■ **Selected text**:
Industrial Trust Co. v. United States, 296 U.S. 220 (1935)

Industrial Trust Co. v. United States

No. 213

Argued November 22, 1935

Decided December 9, 1935

296 U.S. 220

CERTIORARI TO THE COURT OF CLAIMS

Syllabus

1. Acts of Congress must be construed, if possible, so as to avoid grave doubts of their constitutionality. P. 296 U. S. 221.

2. A life insurance policy taken out in 1892 by the insured and paid up in 1912 was payable to others if they survived him, but otherwise to his estate. No power was reserved in him to change beneficiaries, borrow on the policy or surrender it. The others survived him when he died in 1930. Held: that § 302(g), Revenue Act 1926, which is the same as § 402(f), Revenue Act 1918, may not be construed as making the amount receivable by the beneficiaries a part of the gross estate, notwithstanding subdivision (h) of § 302 of the 1926 Act, which declares that subdivision (g) of that section, along with others, shall apply to

"transfers, trusts, estates, interests, rights, powers, and relinquishment of powers, as severally enumerated and described therein, whether made, created, arising, existing, exercised, or relinquished before or after the enactment of this Act."

■ **Supplied entries**:
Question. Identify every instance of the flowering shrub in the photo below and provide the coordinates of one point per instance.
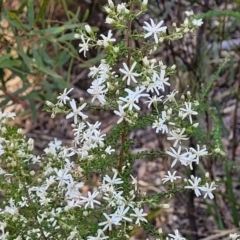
(42, 196)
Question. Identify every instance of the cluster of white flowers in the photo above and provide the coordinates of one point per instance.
(57, 192)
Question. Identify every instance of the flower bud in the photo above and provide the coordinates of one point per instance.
(110, 3)
(88, 29)
(109, 20)
(144, 3)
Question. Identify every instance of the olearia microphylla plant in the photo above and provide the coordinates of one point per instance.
(43, 197)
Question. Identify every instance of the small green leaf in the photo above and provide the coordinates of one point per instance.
(41, 12)
(13, 16)
(85, 16)
(31, 13)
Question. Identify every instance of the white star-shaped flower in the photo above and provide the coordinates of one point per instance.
(129, 74)
(154, 29)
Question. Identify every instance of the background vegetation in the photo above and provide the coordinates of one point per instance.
(38, 58)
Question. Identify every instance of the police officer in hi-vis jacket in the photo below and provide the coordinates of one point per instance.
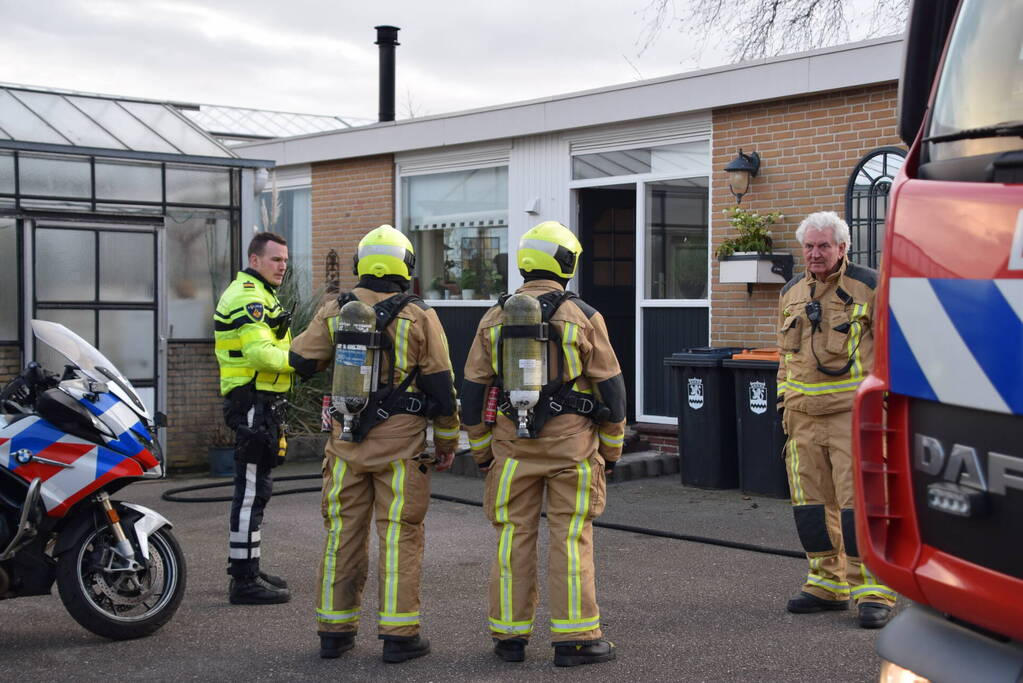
(376, 465)
(564, 446)
(252, 340)
(826, 336)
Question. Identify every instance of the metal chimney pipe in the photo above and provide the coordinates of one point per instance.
(387, 38)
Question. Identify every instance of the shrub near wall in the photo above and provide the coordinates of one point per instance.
(809, 147)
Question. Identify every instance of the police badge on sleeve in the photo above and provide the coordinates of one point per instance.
(255, 311)
(696, 393)
(758, 397)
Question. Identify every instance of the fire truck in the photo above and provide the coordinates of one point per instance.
(938, 425)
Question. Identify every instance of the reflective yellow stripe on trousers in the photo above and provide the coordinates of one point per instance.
(325, 611)
(576, 622)
(505, 623)
(389, 615)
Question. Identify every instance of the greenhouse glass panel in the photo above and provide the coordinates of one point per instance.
(23, 125)
(127, 338)
(175, 129)
(55, 176)
(65, 265)
(194, 185)
(62, 116)
(198, 269)
(8, 279)
(129, 273)
(129, 181)
(7, 173)
(130, 130)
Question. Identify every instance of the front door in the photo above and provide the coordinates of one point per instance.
(100, 280)
(607, 271)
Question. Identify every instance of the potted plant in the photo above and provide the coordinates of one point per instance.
(748, 257)
(470, 281)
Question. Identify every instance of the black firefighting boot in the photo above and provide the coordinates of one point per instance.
(276, 582)
(583, 651)
(873, 615)
(513, 649)
(402, 649)
(805, 603)
(252, 590)
(332, 644)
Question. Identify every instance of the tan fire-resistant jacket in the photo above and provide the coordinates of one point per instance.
(588, 359)
(419, 340)
(845, 333)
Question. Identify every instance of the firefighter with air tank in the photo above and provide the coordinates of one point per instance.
(543, 402)
(392, 375)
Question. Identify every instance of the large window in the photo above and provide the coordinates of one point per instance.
(676, 238)
(866, 202)
(457, 223)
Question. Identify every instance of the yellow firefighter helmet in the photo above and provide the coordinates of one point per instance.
(385, 252)
(549, 246)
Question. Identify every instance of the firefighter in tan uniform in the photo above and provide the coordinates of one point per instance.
(576, 437)
(826, 335)
(385, 470)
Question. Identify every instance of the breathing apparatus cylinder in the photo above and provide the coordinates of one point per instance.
(523, 358)
(356, 366)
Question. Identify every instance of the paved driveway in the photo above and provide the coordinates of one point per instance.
(677, 610)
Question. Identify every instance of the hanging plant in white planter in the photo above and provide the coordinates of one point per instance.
(748, 257)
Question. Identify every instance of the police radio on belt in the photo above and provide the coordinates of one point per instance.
(356, 366)
(524, 358)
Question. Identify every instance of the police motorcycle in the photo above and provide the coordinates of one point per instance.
(67, 444)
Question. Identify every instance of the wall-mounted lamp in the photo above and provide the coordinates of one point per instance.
(740, 171)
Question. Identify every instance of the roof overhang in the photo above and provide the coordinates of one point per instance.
(855, 64)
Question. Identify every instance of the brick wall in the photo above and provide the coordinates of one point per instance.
(193, 403)
(349, 198)
(10, 362)
(808, 148)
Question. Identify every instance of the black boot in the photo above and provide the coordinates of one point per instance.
(276, 582)
(332, 644)
(513, 649)
(805, 603)
(589, 651)
(250, 590)
(873, 615)
(405, 648)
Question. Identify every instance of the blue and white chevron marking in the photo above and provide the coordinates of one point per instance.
(958, 342)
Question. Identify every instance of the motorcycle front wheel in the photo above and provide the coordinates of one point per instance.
(117, 603)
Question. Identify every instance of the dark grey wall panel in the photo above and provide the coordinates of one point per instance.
(664, 332)
(459, 325)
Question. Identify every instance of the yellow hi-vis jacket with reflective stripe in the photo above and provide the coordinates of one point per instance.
(246, 344)
(844, 336)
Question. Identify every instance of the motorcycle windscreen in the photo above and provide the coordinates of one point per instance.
(88, 359)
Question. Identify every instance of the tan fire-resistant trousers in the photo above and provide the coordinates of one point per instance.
(398, 493)
(818, 459)
(576, 491)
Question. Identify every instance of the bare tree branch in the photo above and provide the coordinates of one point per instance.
(757, 29)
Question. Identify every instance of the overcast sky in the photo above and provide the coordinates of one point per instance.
(318, 56)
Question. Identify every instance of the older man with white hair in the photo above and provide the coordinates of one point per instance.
(826, 334)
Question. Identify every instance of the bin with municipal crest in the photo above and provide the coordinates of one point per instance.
(707, 447)
(758, 426)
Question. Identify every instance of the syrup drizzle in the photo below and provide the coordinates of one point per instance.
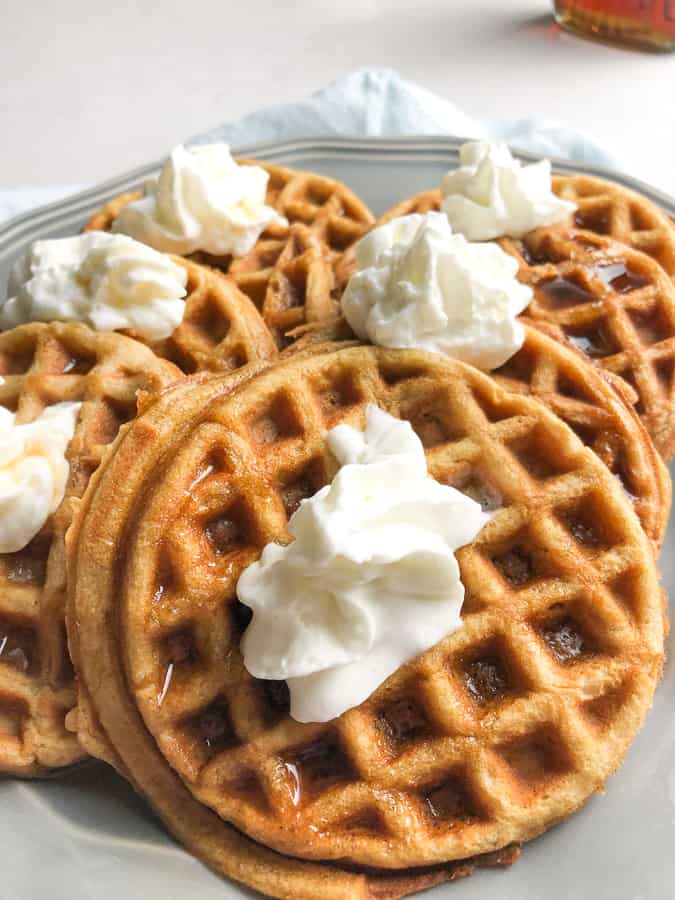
(562, 293)
(619, 277)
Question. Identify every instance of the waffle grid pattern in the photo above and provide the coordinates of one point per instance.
(614, 304)
(616, 212)
(491, 736)
(42, 365)
(289, 279)
(576, 392)
(221, 329)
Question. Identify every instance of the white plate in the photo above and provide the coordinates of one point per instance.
(86, 836)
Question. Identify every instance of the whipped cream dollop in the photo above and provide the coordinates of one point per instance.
(202, 200)
(370, 579)
(492, 194)
(419, 285)
(109, 281)
(33, 471)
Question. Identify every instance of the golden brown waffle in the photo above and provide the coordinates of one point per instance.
(221, 329)
(499, 731)
(289, 279)
(600, 414)
(42, 365)
(627, 325)
(610, 209)
(615, 304)
(597, 407)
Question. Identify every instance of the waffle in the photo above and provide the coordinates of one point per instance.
(627, 325)
(603, 207)
(289, 279)
(610, 209)
(596, 406)
(289, 272)
(616, 305)
(496, 733)
(221, 329)
(42, 365)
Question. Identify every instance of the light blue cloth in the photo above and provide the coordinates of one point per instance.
(368, 102)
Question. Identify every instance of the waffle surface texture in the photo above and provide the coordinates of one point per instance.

■ **Stated task 1**: Reproduce the Industrial Trust Co. case from "CERTIORARI TO THE" to "296 U. S. 221.".
■ **Stated task 2**: According to the Industrial Trust Co. case, in what year was the life insurance policy paid up?
The items have nothing to do with the Industrial Trust Co. case.

■ **Task result 1**:
CERTIORARI TO THE COURT OF CLAIMS

Syllabus

1. Acts of Congress must be construed, if possible, so as to avoid grave doubts of their constitutionality. P. 296 U. S. 221.

■ **Task result 2**: 1912